• **What you will do**:
a – According to the article on period poverty, what percentage of young girls in India have no access to period education?
b – List every country mentioned by name in the article on period poverty.
c – Write the next part of the article on period poverty, starting after its final sentence.

======== Passage provided ========

What is period poverty and who does it affect?

All around the world, people who menstruate are facing complications. To mention a few, some are not able to afford sanitary products and access proper hygiene practices or are even shamed for having their period. Let’s talk numbers:

  • in Kenya, about half of young girls cannot have access to sanitary products;
  • a woman, on average, spends up to $6.360 on menstrual products during her lifetime;
  • in Africa, 1 in 10 girls misses school either because she cannot access sanitary products, or because there are no adequate bathrooms in the schools;
  • in Europe, while there are countries like Ireland where period products are tax-free or Scotland, where they are provided for free, the average tax on period products goes from 3 to as high as 27 percent.



Period shame and misinformation in developing countries …

In some parts of Nepal, women must deal with Chhaupadi. Due to this ancient tradition, women during their period are considered impure and are excluded from daily activities by being banished to what is called menstrual huts. They are isolated from the rest of the society as, otherwise, they would bring misfortune. This belief leads to an extremely dangerous situation because women are not provided with sanitary products. Therefore, many of them suffer from psychological harm and have no other choice but use rags instead of sanitary products, putting at risk their hygiene conditions. The situation is similar in India too, where periods are still a huge taboo: 71 percent of young girls have no access to period education and find out about it only when they get it for the first time. Having no information about the topic, many of them experience unease and frustration. They are also forced to isolate themselves from their families during daily activities such as praying and dining. Moreover, menstrual products are overly expensive. Millions of people in India live with less than $1.90 per day, so many women are not able to afford them. Hygiene is a crucial issue: girls use rags instead of sanitary products. As most of them do not have a toilet in their homes, it is difficult for them to manage their hygiene.


 … but also, in more developed ones

In those countries considered as more developed, period poverty is not as a marginal phenomenon as one may assume.

======== Data shown ========

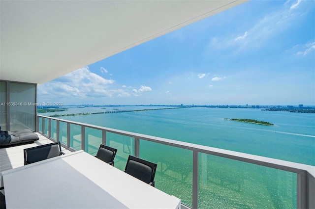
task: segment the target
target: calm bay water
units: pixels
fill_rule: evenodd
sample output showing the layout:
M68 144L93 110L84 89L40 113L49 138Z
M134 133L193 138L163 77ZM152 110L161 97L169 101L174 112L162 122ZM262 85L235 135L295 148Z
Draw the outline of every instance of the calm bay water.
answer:
M57 114L148 107L73 107ZM252 119L275 125L228 121L225 118ZM315 114L312 113L198 107L61 118L315 165ZM126 139L114 138L108 136L112 143L110 145ZM119 150L115 158L115 167L117 165L121 169L128 154L127 144L124 142L120 149L123 151L120 153ZM192 152L145 141L141 142L140 151L141 157L158 163L156 187L191 206ZM294 208L296 181L296 175L289 172L200 154L199 208Z
M70 108L60 114L143 109L145 106ZM157 108L152 107L152 108ZM45 114L51 115L51 113ZM274 126L231 121L253 119ZM315 165L315 114L258 109L193 107L61 118Z

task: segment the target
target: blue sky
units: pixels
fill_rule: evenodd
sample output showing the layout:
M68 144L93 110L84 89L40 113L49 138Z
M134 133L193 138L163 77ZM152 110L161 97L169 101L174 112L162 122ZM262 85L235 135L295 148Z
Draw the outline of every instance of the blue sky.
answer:
M315 1L252 0L38 86L64 104L315 105Z

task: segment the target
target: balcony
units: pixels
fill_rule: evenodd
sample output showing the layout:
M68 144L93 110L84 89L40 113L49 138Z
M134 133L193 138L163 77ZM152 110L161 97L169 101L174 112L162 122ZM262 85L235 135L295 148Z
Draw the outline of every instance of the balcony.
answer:
M156 187L192 208L315 208L315 167L74 121L37 116L37 130L70 151L100 143L158 163Z

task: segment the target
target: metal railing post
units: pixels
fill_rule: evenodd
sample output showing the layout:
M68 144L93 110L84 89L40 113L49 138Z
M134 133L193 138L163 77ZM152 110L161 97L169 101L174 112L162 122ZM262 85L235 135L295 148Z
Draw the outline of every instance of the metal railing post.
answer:
M85 126L81 126L81 149L85 151Z
M196 151L192 151L192 209L198 209L198 153Z
M51 119L48 119L48 138L51 138Z
M59 121L56 121L56 134L57 134L56 140L57 141L60 141L60 122Z
M307 207L307 179L306 175L296 174L296 208Z
M70 123L67 123L67 147L68 148L69 147L72 147L73 146L73 140L72 140L72 144L70 144Z
M43 133L43 134L46 135L46 133L45 132L45 118L41 118L41 132Z
M140 139L134 138L134 156L140 157Z
M104 145L106 145L106 141L107 139L107 131L105 130L102 130L102 144Z

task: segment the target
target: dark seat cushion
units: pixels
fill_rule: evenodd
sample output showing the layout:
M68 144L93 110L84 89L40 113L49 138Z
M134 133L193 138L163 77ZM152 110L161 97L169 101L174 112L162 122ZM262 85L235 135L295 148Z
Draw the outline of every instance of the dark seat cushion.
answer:
M152 178L152 169L139 162L129 160L125 172L147 183L149 183Z
M96 157L104 162L109 163L112 161L113 155L113 152L101 147L98 149Z
M6 131L1 131L0 128L0 147L32 142L38 139L37 134L29 129Z
M27 149L27 163L43 160L60 155L60 148L58 144L51 146L35 147L32 149Z

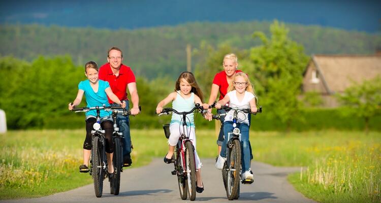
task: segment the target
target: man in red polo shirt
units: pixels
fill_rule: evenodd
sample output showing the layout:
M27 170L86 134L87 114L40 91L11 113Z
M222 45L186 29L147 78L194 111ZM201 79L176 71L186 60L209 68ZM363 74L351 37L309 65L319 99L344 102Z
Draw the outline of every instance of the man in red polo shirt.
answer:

========

• **Answers to each task**:
a – 71 percent

b – Kenya, Ireland, Scotland, Nepal, India

c –
In 2019, the Italian government decided to reduce the tax from 22 to 5 percent on organic menstrual pads only.

It surely is a great motivation for people to become more eco-friendly, but those products are still more expensive than other sanitary towels.

According to research conducted by Plan International UK, 3 in 10 girls claimed that, during the lockdown, they found it difficult to afford or access menstrual hygiene products.

Period poverty is an issue in workplaces.

It is a fact that many people when they get their period, suffer from mental and physical pain.

A lot of women state that the pain they experience does disrupt their daily lives.

Yet, they tend to not report their situation in their workplace as they fear shame.

The pain is not only physical. 90 percent of women get PMS which stands for premenstrual syndrome: they can have mood swings, changes in appetite, feel tired, irritable, and upset.

When reporting it, they are laughed at and not even allowed to take a day off.


What can we do?

Many charities donate period products to disadvantaged people. One can buy products from brands that give back to charities involved in the fight against period poverty.

The change begins with a positive and inclusive approach to the issue, especially with the world’s most vulnerable. Regardless of their gender, everyone must understand that period is normal, not a synonym for uncleanliness and disgust. People who get it are biologically healthy. When talking about it, one should feel comfortable. Everyone has the right to have easy access to sanitary products, good hygiene conditions, and information. Periods are not a luxury.